| WORK REQUIRED |
Count the lines in the listing below that contain the string "chair", with uppercase and lowercase treated as different. Reply with only that number.

-- START OF PROVIDED INFORMATION --

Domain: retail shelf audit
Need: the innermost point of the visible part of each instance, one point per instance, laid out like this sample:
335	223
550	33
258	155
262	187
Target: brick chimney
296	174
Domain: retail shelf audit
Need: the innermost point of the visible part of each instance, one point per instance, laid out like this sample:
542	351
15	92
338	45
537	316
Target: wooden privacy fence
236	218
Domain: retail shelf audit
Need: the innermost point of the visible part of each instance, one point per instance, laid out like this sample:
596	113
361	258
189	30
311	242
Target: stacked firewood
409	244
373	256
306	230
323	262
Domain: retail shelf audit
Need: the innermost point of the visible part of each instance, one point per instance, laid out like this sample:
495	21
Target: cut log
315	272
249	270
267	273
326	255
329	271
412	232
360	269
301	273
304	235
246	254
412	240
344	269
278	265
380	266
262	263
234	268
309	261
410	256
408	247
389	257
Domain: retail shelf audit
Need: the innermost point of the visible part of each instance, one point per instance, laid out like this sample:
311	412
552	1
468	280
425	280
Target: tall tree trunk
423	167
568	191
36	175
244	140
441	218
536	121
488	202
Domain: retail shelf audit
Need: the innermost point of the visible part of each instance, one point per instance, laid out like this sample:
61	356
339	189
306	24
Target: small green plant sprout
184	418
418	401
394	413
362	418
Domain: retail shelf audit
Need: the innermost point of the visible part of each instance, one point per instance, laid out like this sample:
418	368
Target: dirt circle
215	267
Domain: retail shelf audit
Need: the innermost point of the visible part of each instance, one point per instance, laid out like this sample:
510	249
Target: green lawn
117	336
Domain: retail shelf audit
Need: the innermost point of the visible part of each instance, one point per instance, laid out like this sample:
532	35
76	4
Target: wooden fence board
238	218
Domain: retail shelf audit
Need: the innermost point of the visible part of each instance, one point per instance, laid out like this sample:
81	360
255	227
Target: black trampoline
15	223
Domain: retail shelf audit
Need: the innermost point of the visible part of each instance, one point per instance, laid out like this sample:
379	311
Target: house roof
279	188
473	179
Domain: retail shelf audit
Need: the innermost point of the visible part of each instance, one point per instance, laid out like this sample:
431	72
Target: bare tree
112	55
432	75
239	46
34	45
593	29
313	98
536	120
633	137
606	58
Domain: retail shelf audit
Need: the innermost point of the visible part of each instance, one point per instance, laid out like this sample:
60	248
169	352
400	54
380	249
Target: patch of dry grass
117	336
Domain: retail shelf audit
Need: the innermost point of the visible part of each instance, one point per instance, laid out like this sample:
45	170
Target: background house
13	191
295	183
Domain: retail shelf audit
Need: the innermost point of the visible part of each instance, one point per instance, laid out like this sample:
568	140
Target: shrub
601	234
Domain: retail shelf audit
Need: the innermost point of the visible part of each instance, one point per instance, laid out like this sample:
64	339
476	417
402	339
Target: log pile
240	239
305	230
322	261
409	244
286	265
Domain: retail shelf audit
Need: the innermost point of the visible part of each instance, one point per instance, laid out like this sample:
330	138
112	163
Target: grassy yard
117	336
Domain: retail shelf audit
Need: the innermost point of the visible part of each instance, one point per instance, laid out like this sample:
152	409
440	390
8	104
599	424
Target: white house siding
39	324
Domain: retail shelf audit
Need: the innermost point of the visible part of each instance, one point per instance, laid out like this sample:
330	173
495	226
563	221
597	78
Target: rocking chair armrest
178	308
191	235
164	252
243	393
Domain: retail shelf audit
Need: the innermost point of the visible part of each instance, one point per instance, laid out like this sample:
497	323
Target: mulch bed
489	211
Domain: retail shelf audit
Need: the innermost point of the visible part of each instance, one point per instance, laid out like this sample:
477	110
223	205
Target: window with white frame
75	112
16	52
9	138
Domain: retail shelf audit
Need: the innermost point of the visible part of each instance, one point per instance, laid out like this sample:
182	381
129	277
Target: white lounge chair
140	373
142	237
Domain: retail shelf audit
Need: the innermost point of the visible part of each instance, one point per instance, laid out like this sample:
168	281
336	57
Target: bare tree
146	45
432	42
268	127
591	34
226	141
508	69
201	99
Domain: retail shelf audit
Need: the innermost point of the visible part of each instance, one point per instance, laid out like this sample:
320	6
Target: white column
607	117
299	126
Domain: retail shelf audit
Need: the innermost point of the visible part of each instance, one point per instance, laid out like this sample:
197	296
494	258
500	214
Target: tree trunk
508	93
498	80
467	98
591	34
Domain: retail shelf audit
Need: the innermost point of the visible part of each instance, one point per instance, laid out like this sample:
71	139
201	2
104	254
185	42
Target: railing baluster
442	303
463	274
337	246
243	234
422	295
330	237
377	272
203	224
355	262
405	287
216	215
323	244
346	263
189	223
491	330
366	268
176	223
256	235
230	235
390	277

-- END OF PROVIDED INFORMATION --

| TASK SOLUTION |
2